MATERIAL FOR THE TASK:
_____

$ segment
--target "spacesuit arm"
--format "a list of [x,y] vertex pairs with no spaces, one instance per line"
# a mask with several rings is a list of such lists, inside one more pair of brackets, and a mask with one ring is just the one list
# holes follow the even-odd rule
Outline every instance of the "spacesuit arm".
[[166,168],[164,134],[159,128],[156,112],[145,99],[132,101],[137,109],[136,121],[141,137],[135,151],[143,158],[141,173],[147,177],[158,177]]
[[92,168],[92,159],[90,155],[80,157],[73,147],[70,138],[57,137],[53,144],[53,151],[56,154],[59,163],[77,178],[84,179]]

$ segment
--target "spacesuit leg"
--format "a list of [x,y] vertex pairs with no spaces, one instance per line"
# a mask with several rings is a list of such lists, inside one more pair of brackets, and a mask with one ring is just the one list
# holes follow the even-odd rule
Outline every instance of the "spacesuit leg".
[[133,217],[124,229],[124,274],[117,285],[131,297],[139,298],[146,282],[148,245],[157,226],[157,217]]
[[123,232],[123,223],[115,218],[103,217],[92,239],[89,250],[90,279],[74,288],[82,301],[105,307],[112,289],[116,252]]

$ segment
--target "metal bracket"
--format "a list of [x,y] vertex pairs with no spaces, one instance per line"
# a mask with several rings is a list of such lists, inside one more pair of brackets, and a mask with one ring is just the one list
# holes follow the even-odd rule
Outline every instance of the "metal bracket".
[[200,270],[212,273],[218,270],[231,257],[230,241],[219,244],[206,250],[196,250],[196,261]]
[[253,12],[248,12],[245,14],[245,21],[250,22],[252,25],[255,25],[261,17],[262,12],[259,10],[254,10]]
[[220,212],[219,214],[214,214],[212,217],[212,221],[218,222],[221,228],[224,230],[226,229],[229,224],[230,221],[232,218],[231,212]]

_____

Please print all of the records above exactly as they appear, from the first line to the last.

RESPONSE TO THE TASK:
$ segment
--target "spacesuit arm"
--format "a list of [x,y] vertex pairs with no spaces, one instance per line"
# a mask with several rings is a list of such lists, inside one more pair of brackets, and a mask with one ring is just the one list
# holes follow the even-odd rule
Outline every instance of the "spacesuit arm".
[[166,168],[164,134],[159,128],[156,112],[145,99],[132,101],[137,109],[136,121],[141,137],[135,151],[143,158],[141,173],[147,177],[158,177]]
[[92,168],[92,159],[90,155],[80,157],[73,147],[70,138],[57,137],[53,144],[53,151],[56,154],[59,163],[77,178],[84,179]]

$ segment
--target "spacesuit leg"
--format "a list of [x,y] vertex pairs with no spaces, one instance per line"
# a mask with several rings is a list of such lists, inside one more pair of brackets, and a mask with one ring is just the one list
# holes follow the even-odd rule
Outline every instance of the "spacesuit leg".
[[133,217],[124,229],[124,274],[117,285],[131,297],[139,298],[146,282],[148,245],[157,226],[157,217]]
[[123,232],[123,223],[115,218],[103,217],[92,239],[89,250],[90,279],[74,288],[82,301],[105,307],[112,289],[116,252]]

$ segment
--target "metal bracket"
--format "a list of [x,y] vertex pairs with no spaces, one instance per line"
# a mask with several rings is a list of such lists, inside one more pair of brackets, and a mask with one ring is just the one list
# holes follow the even-odd rule
Outline every instance of the "metal bracket".
[[200,270],[212,273],[218,270],[231,257],[230,241],[219,244],[206,250],[196,250],[196,261]]
[[253,12],[248,12],[245,14],[245,21],[250,22],[252,25],[255,25],[261,17],[262,12],[259,10],[254,10]]
[[220,212],[219,214],[214,214],[212,217],[212,221],[218,222],[221,228],[224,230],[226,229],[229,224],[230,221],[232,218],[231,212]]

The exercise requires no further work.